## WHAT TO DO
In the records below, the line with "Query: blue board shorts" opens the range and the line with "distant treeline, reported" closes it; print that range exactly and nothing else.
Segment Open
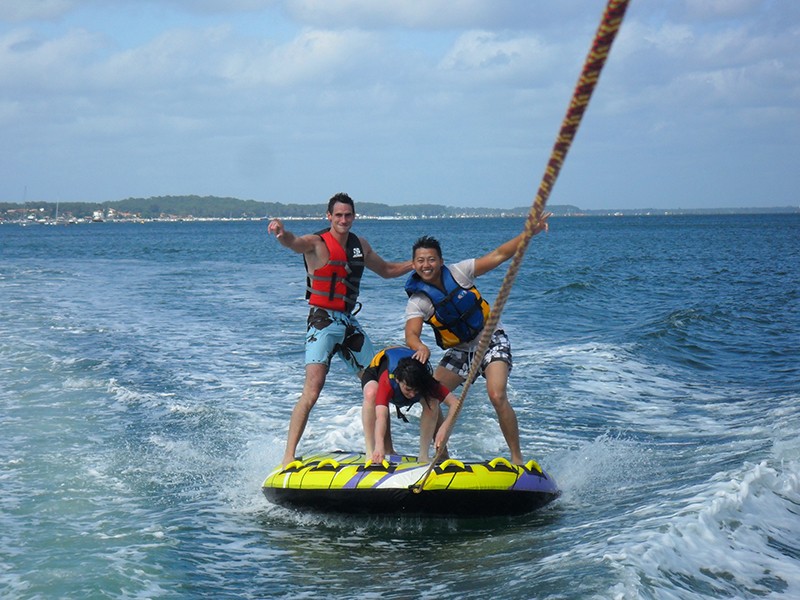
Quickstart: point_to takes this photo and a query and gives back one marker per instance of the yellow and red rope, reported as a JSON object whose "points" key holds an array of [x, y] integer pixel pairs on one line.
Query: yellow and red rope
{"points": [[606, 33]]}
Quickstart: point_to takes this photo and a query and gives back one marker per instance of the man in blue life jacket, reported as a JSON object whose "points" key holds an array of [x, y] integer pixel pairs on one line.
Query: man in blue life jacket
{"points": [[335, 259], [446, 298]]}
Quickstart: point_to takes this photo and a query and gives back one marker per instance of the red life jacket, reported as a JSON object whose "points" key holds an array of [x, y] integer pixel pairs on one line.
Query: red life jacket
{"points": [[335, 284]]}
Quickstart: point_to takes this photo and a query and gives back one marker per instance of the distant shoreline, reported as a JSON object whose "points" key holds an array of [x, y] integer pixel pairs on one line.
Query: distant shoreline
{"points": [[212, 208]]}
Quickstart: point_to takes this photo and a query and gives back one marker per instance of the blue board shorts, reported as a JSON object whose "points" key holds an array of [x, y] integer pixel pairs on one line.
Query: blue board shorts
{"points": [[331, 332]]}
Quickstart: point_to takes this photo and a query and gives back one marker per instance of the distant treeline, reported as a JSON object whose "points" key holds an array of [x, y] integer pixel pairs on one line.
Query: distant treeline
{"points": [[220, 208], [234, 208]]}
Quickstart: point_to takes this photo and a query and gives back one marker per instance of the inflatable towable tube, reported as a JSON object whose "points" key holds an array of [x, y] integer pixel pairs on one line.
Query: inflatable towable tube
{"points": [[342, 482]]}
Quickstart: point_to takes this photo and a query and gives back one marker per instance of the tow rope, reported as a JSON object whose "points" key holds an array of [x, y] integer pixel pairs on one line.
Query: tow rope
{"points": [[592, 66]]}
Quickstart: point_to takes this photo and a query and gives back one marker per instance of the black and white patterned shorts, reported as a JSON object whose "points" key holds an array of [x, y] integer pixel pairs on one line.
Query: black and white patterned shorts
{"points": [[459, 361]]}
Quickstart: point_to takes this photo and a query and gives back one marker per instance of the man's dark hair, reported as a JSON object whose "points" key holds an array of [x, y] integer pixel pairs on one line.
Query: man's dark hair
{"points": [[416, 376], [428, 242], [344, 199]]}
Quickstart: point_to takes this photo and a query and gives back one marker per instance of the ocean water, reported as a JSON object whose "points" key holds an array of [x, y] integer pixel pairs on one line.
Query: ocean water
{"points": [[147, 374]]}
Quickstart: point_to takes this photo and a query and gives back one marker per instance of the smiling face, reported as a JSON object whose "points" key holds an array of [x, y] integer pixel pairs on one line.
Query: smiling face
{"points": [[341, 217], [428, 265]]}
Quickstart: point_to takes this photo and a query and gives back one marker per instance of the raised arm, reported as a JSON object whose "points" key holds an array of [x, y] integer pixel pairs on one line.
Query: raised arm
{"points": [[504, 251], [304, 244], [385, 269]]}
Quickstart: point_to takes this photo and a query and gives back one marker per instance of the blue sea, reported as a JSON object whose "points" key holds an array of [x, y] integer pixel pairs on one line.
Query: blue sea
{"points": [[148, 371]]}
Segment Closed
Segment Open
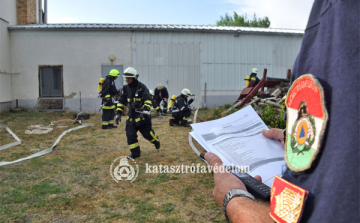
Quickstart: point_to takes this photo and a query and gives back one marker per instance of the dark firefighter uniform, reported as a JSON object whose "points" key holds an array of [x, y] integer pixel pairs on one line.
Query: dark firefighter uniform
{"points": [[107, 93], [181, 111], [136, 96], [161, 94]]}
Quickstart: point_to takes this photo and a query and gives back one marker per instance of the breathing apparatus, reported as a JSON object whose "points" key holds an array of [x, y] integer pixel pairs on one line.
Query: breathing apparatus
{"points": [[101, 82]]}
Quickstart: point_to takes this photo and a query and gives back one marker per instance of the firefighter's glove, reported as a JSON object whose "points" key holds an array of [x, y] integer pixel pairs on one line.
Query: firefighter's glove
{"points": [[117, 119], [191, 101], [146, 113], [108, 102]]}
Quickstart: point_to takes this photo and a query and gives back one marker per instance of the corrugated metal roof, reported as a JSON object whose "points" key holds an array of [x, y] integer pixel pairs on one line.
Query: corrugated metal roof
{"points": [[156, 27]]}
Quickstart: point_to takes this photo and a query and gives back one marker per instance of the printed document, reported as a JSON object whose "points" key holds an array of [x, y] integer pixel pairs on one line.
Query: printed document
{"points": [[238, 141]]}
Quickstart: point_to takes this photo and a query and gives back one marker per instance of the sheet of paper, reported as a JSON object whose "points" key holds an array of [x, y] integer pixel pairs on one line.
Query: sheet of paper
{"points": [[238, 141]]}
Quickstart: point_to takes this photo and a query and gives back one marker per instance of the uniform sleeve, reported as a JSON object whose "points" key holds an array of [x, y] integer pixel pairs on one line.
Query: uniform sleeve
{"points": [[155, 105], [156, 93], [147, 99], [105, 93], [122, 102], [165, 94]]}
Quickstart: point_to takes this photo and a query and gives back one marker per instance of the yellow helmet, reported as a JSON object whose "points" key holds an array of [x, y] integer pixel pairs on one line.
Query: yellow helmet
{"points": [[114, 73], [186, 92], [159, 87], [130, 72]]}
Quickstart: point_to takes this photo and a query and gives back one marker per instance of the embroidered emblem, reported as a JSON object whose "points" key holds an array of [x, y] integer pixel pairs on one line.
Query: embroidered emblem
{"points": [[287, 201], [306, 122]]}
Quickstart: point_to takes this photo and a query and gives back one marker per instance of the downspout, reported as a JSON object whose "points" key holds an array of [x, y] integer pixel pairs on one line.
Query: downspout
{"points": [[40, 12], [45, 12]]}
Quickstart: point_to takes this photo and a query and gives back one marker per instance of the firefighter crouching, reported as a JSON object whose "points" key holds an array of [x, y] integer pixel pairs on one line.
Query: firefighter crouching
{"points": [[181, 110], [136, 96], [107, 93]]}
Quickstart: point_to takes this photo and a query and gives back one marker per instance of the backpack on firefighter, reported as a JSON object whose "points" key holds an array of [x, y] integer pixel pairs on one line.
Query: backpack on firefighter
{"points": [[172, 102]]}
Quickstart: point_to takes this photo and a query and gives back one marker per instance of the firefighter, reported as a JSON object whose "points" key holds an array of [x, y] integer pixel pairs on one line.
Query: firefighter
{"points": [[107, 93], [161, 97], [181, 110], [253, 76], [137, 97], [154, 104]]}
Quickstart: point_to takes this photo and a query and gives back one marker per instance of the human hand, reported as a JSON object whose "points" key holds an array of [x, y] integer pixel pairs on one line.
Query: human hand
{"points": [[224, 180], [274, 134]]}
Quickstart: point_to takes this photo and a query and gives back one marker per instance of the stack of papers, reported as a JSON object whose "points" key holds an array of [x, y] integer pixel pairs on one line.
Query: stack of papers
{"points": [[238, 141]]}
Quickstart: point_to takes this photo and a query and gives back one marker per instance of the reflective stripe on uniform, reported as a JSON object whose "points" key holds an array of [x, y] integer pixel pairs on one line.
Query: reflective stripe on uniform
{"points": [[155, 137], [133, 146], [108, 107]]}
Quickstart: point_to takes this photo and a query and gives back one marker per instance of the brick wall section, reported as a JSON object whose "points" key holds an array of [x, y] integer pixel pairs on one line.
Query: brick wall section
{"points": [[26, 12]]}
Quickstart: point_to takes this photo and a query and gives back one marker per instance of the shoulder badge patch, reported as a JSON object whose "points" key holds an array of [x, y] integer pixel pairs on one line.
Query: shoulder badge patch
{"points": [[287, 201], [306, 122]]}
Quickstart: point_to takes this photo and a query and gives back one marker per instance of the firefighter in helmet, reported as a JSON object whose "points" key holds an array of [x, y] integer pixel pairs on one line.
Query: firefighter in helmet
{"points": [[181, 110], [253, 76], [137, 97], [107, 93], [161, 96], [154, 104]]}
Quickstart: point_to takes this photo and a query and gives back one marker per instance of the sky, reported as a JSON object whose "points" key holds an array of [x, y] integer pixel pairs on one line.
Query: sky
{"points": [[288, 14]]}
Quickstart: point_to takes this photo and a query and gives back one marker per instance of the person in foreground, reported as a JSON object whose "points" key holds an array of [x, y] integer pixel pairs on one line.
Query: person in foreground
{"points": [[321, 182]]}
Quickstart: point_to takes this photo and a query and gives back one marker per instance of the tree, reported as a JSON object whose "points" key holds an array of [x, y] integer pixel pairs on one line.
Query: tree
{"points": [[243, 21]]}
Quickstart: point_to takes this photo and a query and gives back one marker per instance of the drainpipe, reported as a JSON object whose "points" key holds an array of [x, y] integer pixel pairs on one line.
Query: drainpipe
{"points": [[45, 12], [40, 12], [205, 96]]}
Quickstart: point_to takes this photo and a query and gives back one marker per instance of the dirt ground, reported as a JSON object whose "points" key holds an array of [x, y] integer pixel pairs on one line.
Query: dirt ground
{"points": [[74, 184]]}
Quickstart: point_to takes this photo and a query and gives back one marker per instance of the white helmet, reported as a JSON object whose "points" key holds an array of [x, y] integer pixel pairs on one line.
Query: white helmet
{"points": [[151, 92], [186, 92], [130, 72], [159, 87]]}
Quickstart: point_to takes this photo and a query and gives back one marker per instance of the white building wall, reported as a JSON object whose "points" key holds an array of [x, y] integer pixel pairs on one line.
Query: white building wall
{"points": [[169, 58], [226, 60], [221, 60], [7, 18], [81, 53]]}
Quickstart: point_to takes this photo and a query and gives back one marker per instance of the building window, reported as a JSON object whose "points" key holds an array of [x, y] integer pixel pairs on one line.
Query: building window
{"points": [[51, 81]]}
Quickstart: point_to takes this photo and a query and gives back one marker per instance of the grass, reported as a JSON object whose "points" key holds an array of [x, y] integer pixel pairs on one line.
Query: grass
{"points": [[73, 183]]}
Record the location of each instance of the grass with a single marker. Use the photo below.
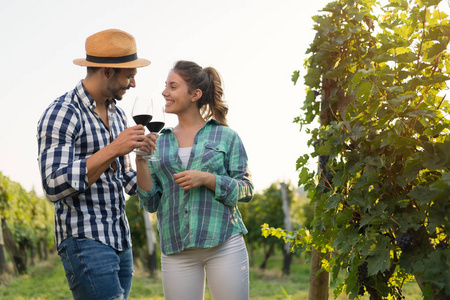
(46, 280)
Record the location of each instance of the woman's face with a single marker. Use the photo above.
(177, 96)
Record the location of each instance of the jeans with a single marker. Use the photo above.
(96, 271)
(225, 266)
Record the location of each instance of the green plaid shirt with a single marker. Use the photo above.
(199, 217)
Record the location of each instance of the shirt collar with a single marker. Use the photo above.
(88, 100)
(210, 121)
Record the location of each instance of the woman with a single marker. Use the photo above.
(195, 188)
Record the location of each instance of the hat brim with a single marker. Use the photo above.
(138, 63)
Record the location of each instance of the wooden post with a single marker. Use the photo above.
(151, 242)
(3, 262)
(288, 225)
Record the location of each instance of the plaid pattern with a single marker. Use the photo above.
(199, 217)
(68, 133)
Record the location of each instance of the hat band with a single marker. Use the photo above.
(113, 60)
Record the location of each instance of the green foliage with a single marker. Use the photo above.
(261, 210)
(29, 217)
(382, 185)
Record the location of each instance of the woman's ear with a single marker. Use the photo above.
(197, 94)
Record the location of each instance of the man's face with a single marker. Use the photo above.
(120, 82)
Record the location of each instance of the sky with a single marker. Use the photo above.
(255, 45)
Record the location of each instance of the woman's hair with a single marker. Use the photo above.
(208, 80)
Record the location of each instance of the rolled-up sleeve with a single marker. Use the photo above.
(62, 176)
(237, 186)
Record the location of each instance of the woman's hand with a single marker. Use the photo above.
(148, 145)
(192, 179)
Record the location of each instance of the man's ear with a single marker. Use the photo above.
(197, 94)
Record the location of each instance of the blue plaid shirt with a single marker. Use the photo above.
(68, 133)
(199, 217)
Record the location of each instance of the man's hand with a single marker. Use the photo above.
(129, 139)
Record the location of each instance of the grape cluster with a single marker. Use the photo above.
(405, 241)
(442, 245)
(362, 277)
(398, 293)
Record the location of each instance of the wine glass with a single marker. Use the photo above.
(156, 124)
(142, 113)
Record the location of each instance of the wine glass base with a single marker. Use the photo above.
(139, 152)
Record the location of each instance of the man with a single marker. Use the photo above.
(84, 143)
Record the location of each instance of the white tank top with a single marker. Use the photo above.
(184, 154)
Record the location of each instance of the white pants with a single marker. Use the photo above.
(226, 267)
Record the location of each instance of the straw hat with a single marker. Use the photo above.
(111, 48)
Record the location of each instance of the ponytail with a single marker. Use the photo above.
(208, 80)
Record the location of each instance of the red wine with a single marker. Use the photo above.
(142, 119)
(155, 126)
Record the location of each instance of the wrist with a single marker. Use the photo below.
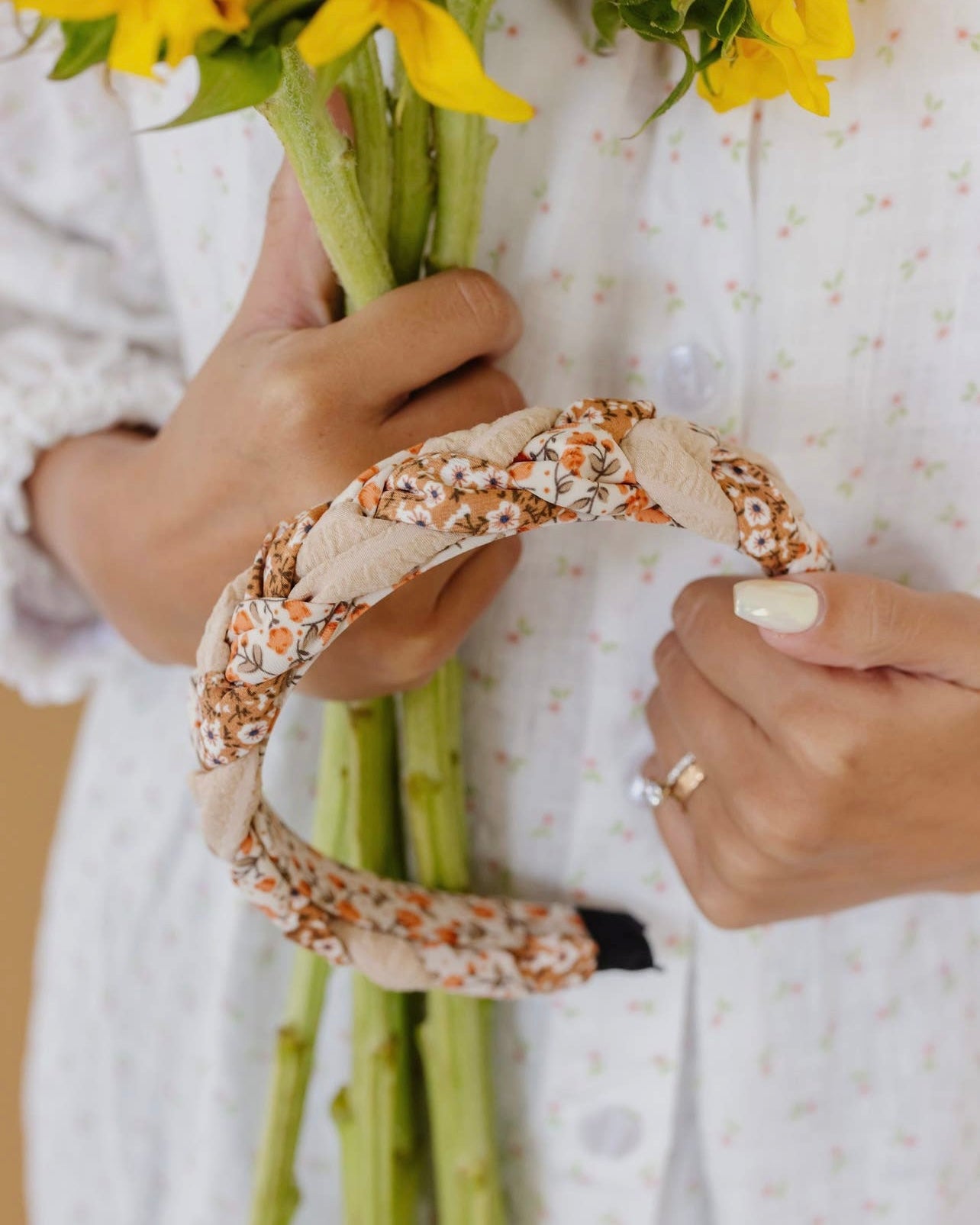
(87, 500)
Segment Closed
## ANSWER TO THIS EXERCISE
Query: blue board shorts
{"points": [[331, 332]]}
Quickstart: point_to takes this photo and a query and gives back one marker per instance of the distant treeline, reported as a JSON object whose "points" key holds an array of [x, y] integer pixel pairs on one line.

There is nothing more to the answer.